» **文本片段**
▽

推理 
==================

.. note::

    阅读本篇前，请确保已按照 :doc:`安装指南 <./install>` 准备好昇腾环境及transformers！

在推理阶段，训练好的模型被用于对图像、语音或文本进行分类，也可以用于语言生成、翻译等。

本文的模型推理以transformers的pipeline为中心进行介绍，pipelines可以自动加载模型和能够进行任务推理的预处理类，使任何模型进行任何语言、计算机视觉、语音以及多模态任务的推理变得非常简单。

pipeline 抽象类
------------------

pipeline 抽象类是所有其他 pipeline 的封装，可以像其他任何 pipeline 一样实例化。

pipeline 参数由 task、tokenizer、model、optional 组成：

- task 将确定返回哪一个 pipeline，比如 text-classification 将会返回 TextClassificationPipeline，image-to-image 将会返回 ImageToImagePipeline。

- tokenizer分词器是用来将输入进行编码，str或者PreTrainedTokenizer，如果未提供将使用model参数，如果model也未提供或者非str,将使用config参数，如果config参数也未提供或者非str，将提供task的默认tokenizer。

- model是模型，str或者PreTrainedModel，一般为有.bin模型文件的目录。

- optional其他参数包括，config、feature_extractor、device、device_map等。


pipeline 使用
----------------------

pipeline适用于音频、计算机视觉、自然语言处理和多模态任务，下面将介绍它在各场景的使用方式。

音频
<<<<<<<<<<<<<

音频识别
>>>>>>>>>>>>

用于提取某些音频中包含的文本，如下创建pipeline，并输入音频文件：

.. code-block:: python
    :linenos:

    from transformers import pipeline

    transcriber = pipeline(task="automatic-speech-recognition")
    transcriber("https://huggingface.co/datasets/Narsil/asr_dummy/resolve/main/mlk.flac")

△

» **记录展示**
▽

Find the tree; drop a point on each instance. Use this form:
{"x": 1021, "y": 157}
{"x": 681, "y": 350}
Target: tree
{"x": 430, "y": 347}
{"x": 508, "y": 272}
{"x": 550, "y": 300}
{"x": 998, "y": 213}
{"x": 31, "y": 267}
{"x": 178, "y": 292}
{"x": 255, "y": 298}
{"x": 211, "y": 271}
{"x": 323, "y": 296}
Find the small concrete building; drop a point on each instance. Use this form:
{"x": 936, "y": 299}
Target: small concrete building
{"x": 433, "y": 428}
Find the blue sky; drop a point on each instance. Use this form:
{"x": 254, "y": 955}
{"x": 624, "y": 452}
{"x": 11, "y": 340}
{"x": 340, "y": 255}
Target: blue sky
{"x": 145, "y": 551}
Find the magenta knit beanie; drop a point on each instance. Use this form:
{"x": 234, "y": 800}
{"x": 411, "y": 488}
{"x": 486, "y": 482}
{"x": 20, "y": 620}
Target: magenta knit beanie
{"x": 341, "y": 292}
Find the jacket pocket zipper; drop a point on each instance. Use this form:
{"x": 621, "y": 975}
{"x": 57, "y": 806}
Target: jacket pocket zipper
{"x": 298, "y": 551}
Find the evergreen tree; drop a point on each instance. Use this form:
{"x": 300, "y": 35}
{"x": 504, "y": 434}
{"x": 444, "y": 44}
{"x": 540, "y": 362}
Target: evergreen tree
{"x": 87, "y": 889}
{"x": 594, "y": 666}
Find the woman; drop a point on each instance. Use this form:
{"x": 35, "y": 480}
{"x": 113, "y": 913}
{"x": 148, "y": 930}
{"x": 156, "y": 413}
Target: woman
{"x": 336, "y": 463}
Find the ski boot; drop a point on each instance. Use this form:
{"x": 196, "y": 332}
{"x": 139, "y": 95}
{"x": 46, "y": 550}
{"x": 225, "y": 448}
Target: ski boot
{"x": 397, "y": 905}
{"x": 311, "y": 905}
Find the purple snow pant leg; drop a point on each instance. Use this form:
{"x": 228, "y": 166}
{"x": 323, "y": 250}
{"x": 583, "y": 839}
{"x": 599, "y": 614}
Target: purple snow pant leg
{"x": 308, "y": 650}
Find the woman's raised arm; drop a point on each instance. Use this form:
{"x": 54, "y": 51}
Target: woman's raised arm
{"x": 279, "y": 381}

△

» **练习题目**
a – 根据关于推理的这段文本，回答下列问题：
(i) task 参数设为 text-classification 时会返回哪个 pipeline？
(ii) model 参数一般是什么样的目录？
(iii) 音频识别用来做什么？
b – 把记录中从含有“Find the ski”的那一行一直到记录结尾的所有行转成 JSON 字符串列表，每行一个字符串，空行不要。
这段文本和这些记录互不相关。

» **参考答案**
a –
(i) TextClassificationPipeline。
(ii) 有.bin模型文件的目录。
(iii) 提取某些音频中包含的文本。

b –
[
  "Find the ski boot; drop a point on each instance. Use this form:",
  "{\"x\": 196, \"y\": 332}",
  "{\"x\": 139, \"y\": 95}",
  "{\"x\": 46, \"y\": 550}",
  "{\"x\": 225, \"y\": 448}",
  "Target: ski boot",
  "{\"x\": 397, \"y\": 905}",
  "{\"x\": 311, \"y\": 905}",
  "Find the purple snow pant leg; drop a point on each instance. Use this form:",
  "{\"x\": 228, \"y\": 166}",
  "{\"x\": 323, \"y\": 250}",
  "{\"x\": 583, \"y\": 839}",
  "{\"x\": 599, \"y\": 614}",
  "Target: purple snow pant leg",
  "{\"x\": 308, \"y\": 650}",
  "Find the woman's raised arm; drop a point on each instance. Use this form:",
  "{\"x\": 54, \"y\": 51}",
  "Target: woman's raised arm",
  "{\"x\": 279, \"y\": 381}"
]